# INFORMATION PROVIDED start

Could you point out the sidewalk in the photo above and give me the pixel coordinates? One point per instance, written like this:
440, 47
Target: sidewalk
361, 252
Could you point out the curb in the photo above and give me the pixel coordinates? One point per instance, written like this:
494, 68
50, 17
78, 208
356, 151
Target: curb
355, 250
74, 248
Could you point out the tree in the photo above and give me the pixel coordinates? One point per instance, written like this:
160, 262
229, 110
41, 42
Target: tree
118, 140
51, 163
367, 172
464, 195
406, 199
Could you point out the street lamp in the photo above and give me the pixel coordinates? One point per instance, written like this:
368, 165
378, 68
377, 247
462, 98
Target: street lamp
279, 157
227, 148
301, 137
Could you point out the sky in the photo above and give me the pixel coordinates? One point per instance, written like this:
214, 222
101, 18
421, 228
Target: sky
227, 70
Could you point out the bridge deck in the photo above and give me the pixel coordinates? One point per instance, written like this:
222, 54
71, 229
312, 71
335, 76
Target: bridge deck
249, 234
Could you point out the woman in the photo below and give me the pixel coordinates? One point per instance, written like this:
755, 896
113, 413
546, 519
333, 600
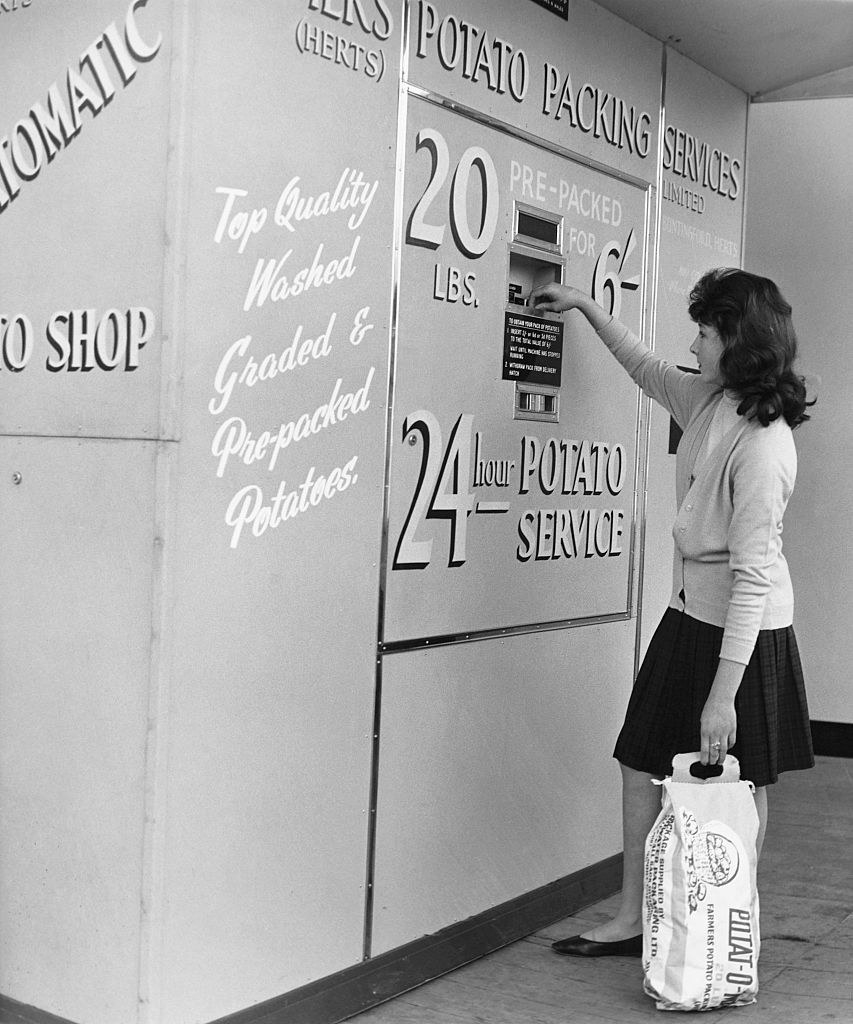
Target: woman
722, 673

# INFORMATION PROVIDED end

STATED PROBLEM -
Copy out the material above, word for word, from the line containing "Could you point out the street" down to the end of the material, including both ends. Leave out the pictures.

ANSWER IN FULL -
Could you point out the street lamp in the photo above and give me the pixel coordinates? One point per instance, written like this:
368, 165
378, 68
377, 247
462, 98
Target: street lamp
279, 157
227, 148
301, 137
Could you point out the sky in the photo above and give me the pixel coordinates? One point per instance, written like this:
214, 222
101, 18
421, 228
Target: sky
227, 70
Could you point out the bridge deck in the photo above and give me the pixel coordinates? One point per instance, written like this:
222, 54
71, 229
312, 71
335, 76
Target: bridge deck
249, 234
Could you point out the woman in the photo below and give me the pixel coordinates? One point per instance, written like this:
755, 896
113, 413
546, 519
333, 600
Target: woman
722, 673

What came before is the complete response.